== ASSIGNMENT ==
Where a line in the records below includes "shoe", pull that line out.

== Items from a data source ==
---+---

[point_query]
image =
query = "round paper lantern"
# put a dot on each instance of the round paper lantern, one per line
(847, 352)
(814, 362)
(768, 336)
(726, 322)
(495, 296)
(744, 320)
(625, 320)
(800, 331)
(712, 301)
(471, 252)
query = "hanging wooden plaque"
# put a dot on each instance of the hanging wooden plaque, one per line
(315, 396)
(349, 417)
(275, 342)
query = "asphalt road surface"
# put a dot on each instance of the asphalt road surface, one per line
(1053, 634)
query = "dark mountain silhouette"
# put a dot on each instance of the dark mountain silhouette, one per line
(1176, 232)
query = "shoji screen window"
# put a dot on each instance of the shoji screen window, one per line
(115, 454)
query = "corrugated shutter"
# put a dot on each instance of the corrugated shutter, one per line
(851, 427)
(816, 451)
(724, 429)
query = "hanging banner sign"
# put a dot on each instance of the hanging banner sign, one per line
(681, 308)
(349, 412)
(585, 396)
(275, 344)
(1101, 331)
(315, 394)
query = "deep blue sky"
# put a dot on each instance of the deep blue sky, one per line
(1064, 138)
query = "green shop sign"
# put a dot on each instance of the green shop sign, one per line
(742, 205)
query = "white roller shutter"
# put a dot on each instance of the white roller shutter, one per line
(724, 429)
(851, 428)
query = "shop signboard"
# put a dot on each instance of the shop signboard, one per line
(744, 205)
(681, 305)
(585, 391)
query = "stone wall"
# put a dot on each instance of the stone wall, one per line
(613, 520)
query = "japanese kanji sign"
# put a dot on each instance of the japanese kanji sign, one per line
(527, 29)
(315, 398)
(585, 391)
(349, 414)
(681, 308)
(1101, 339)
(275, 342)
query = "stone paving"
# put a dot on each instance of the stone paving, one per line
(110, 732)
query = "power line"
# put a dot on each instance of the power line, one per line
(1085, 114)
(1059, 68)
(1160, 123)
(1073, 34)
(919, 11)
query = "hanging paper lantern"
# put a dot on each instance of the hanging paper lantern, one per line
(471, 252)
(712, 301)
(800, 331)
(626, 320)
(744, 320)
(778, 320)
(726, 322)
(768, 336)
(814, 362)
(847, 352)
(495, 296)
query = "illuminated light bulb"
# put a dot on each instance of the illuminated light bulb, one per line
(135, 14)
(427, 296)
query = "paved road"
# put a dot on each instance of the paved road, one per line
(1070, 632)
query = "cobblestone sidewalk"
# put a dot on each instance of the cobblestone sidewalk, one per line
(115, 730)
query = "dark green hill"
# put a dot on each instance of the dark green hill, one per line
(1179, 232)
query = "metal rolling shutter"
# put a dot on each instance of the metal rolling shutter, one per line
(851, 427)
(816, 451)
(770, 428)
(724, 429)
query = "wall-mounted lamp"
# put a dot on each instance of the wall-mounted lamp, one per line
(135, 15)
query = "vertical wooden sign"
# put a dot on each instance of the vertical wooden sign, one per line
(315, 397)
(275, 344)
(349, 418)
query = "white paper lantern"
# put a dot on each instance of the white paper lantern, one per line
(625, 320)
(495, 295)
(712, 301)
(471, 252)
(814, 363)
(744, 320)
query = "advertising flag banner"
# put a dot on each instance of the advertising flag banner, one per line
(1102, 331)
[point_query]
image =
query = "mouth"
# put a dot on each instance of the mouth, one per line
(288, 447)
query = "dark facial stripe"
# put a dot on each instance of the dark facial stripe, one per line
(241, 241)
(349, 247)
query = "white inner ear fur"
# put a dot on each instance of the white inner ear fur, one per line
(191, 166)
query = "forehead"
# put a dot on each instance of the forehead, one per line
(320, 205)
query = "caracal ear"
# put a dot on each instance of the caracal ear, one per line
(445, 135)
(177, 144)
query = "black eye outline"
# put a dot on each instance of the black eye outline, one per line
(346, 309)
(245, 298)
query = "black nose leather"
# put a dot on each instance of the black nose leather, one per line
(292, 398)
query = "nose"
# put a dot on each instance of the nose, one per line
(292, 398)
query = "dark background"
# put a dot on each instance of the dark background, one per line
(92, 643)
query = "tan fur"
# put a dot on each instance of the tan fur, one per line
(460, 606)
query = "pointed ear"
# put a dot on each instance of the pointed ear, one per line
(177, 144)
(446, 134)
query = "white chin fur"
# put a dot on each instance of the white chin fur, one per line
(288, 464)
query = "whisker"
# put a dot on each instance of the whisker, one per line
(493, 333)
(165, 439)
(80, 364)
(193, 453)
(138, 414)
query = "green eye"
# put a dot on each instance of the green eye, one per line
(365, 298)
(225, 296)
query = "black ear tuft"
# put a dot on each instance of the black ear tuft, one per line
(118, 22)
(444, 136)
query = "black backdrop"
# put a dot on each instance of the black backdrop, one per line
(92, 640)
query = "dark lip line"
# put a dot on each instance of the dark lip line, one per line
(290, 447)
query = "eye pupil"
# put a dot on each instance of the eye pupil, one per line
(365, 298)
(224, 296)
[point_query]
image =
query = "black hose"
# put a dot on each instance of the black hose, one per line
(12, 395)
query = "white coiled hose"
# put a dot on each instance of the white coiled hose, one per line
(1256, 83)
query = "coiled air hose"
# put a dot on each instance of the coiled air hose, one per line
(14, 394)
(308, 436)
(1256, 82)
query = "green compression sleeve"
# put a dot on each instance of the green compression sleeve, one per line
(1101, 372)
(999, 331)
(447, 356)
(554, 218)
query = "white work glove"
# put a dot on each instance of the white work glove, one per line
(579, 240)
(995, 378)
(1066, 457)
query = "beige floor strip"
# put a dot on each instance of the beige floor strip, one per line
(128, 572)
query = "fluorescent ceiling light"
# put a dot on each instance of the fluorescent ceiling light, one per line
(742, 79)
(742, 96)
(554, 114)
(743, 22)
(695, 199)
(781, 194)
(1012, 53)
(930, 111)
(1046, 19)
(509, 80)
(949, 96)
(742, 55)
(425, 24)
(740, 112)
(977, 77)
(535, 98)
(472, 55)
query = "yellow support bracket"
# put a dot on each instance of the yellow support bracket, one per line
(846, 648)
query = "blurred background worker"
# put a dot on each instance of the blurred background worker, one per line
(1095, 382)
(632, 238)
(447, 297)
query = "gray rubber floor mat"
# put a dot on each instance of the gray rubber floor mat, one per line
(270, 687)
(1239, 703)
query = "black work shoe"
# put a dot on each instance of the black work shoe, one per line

---+---

== ANSWER TO THIS PROBLEM ==
query = "black work shoe"
# put a dot on each instance of the black work shoe, one per line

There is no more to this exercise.